> _TASK_
Only one stretch of the data is wanted: the line containing "BATCH SPEC — Class: pendant light fixture", the line containing "BATCH SPEC — Class: blue throw pillow", and every line between them, copied exactly.

> _RECORDS PROVIDED_
------------
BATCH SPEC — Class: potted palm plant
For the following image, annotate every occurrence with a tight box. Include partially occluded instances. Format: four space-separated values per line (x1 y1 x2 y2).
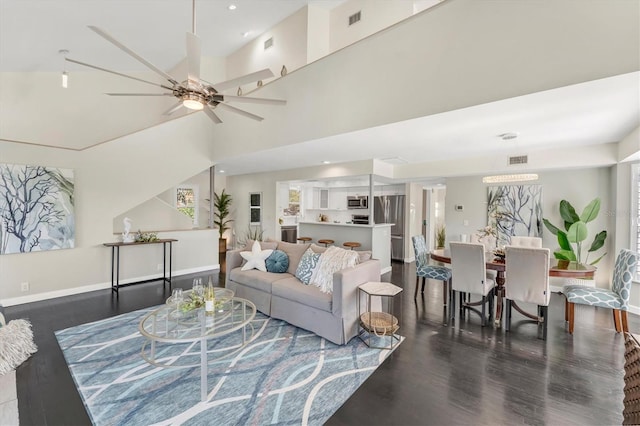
214 189 233 267
436 225 446 249
543 197 607 265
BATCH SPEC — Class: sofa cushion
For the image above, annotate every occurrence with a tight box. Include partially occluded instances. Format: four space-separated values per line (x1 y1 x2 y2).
229 268 294 293
358 251 373 262
240 241 273 272
272 276 332 312
310 244 328 254
266 250 289 273
276 241 311 274
295 248 321 284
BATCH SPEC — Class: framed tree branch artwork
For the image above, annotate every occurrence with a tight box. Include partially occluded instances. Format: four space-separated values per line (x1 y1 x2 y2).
0 163 75 254
487 185 542 247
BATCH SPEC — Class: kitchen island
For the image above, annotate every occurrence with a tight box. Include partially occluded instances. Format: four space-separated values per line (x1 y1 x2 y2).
297 222 392 274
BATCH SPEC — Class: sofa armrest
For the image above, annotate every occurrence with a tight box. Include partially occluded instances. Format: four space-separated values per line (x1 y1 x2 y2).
332 259 381 317
226 249 244 275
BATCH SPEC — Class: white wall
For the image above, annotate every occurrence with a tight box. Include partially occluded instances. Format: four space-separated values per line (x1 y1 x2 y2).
225 6 309 96
405 182 423 261
444 167 613 286
209 0 639 163
0 113 219 305
307 4 331 63
329 0 413 53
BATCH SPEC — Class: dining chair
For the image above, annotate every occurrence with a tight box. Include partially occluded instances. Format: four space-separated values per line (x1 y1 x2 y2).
504 246 551 340
509 236 543 248
449 242 496 326
563 249 639 334
411 235 451 304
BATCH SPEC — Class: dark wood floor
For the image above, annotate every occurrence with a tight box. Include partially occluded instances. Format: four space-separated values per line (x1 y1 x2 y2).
5 261 632 425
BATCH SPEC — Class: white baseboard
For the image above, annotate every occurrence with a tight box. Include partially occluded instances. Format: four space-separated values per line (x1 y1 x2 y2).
404 256 415 263
381 266 392 275
1 264 219 307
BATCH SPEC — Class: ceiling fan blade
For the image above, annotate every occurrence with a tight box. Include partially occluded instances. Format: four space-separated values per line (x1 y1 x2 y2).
209 68 275 92
222 95 286 105
105 93 173 96
203 107 223 124
186 32 201 82
163 101 184 116
66 58 174 91
216 102 264 122
88 25 179 85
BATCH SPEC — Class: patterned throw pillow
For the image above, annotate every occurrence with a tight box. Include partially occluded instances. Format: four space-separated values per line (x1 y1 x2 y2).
266 250 289 273
295 248 321 285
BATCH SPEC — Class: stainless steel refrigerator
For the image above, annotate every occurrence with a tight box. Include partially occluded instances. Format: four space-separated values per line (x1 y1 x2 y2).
374 195 405 261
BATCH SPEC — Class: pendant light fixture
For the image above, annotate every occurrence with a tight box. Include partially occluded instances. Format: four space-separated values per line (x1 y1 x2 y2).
482 173 539 184
59 49 69 88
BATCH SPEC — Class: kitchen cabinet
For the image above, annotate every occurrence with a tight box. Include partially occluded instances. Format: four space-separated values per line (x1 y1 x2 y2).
329 189 347 210
319 189 329 209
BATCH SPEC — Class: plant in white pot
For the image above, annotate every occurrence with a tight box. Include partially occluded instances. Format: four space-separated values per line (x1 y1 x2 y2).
543 198 607 265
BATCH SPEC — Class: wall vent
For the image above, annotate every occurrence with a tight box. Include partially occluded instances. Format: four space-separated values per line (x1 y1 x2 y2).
508 155 528 165
348 11 361 26
264 37 273 50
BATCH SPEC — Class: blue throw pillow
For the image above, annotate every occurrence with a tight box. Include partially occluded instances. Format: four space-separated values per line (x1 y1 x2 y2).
295 248 321 284
266 250 289 273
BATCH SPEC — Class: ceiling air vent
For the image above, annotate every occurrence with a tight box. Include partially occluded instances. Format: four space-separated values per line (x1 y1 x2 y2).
348 11 361 26
264 37 273 50
508 155 528 165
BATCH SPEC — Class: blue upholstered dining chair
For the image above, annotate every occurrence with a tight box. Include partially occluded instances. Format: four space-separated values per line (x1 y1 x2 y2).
563 249 639 334
411 235 452 304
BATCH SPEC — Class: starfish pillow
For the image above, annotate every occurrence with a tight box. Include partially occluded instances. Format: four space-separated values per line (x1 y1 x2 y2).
240 241 274 272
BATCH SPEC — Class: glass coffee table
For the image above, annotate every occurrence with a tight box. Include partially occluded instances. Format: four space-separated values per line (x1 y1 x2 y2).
138 289 256 401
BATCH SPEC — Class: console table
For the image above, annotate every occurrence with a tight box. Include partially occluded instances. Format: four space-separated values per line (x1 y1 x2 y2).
103 239 177 294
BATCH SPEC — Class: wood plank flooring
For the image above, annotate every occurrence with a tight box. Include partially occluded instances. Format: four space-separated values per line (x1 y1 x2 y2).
5 262 632 425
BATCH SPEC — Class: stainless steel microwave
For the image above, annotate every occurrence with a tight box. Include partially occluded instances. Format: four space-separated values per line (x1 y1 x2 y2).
347 196 368 209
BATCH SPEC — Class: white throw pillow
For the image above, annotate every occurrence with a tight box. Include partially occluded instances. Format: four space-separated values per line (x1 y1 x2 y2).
240 241 274 272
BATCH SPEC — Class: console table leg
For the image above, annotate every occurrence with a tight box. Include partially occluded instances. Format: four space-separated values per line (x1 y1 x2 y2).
169 242 173 290
111 246 116 294
162 242 167 287
115 246 120 296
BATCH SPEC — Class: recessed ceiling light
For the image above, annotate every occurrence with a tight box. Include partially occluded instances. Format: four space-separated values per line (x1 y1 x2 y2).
228 4 237 10
219 170 225 173
322 161 331 164
498 132 519 141
242 31 250 38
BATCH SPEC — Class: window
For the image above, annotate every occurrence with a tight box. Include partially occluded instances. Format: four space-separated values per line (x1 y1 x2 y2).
250 192 262 225
176 185 198 226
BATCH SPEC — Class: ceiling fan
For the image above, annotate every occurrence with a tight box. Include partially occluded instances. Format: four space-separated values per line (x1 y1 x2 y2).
66 0 286 124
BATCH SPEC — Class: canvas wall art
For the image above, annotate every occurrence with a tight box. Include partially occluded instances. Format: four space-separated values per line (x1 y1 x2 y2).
487 185 542 247
0 163 75 254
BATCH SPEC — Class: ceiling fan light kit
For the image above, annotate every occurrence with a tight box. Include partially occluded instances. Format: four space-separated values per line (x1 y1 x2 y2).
65 1 285 123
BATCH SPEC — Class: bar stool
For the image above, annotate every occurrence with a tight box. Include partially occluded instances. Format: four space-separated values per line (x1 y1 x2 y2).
297 237 312 244
343 242 361 250
318 239 334 247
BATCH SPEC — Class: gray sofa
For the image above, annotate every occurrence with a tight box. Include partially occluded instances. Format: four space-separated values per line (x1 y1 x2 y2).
226 240 381 345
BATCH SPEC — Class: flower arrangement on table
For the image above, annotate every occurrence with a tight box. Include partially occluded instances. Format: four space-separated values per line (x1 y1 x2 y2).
134 230 159 243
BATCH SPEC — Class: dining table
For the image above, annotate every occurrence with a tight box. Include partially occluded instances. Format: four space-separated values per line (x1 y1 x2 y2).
430 249 597 327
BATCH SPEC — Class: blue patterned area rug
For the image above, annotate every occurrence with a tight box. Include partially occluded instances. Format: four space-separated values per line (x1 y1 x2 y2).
55 307 401 426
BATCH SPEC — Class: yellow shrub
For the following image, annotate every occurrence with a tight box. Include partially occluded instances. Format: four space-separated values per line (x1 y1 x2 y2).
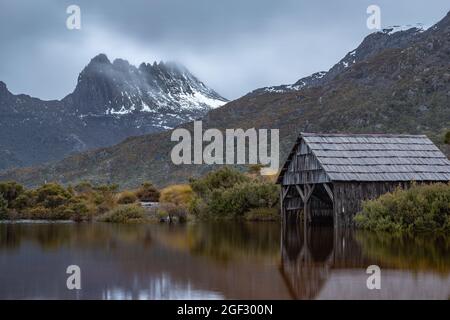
160 184 193 207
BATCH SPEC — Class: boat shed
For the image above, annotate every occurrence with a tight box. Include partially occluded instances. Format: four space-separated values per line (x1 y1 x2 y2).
276 133 450 227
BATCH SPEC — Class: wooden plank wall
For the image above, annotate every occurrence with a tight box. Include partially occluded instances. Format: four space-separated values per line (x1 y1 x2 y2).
282 140 330 185
333 181 411 226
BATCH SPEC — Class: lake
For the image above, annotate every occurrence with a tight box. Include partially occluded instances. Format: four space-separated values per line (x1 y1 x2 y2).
0 221 449 299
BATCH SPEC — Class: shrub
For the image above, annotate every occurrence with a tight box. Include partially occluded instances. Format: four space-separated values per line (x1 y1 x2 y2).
0 181 24 204
98 204 146 223
354 183 450 233
73 181 94 193
35 183 72 209
189 167 279 219
136 182 160 202
0 194 8 220
117 191 138 204
160 184 193 207
190 167 250 198
248 164 265 176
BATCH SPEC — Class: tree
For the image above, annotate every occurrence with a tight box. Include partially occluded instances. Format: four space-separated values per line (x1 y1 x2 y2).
0 182 24 203
0 194 8 220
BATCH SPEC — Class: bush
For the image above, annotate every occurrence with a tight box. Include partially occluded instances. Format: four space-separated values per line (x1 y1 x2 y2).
354 183 450 233
0 181 24 205
244 207 280 221
0 194 8 220
117 191 138 204
160 184 193 207
136 182 160 202
98 204 146 223
35 183 72 209
189 167 279 219
190 167 250 198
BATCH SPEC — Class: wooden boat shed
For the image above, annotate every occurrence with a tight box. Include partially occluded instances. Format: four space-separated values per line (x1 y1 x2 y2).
276 133 450 227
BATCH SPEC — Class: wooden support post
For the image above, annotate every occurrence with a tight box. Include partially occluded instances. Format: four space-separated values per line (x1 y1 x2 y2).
323 183 334 203
295 185 305 202
303 184 315 225
280 188 284 221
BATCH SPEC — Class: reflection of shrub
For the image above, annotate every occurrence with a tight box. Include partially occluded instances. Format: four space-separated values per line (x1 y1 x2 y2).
98 204 145 223
189 167 279 219
136 182 160 202
354 183 450 233
160 184 193 207
117 191 138 204
244 207 279 221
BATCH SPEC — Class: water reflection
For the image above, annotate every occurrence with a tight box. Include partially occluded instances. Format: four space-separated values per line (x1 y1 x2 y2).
280 223 450 299
0 222 449 299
------------
> _EXPECTED ANSWER_
BATCH SPEC — Class: pendant light fixture
For the image above, annotate every occurrence with a tight box. Include partially occluded instances. Format: four space-separated values per line (x1 y1 x2 y2).
482 173 539 184
59 49 69 88
BATCH SPEC — Class: kitchen cabinet
For the image above, annotate every occurrence with a tight box. Include partially occluded instances. Format: four space-separated values per line (x1 y1 x2 y2).
329 189 347 210
319 189 329 209
BATCH SPEC — Class: plant in white pot
For the image above, annotate every occurrence with a tight box. Include partially occluded instances. Format: four space-separated values per line (x1 y1 x2 y2).
543 198 607 265
BATCH SPEC — Class: wall vent
For the image above, annotate every occurrence with a tight box. Include partially occluded instances. Format: four space-separated values per line (x1 y1 x2 y2).
508 155 528 165
348 11 361 26
264 37 273 50
BATCH SPEC — Class: blue throw pillow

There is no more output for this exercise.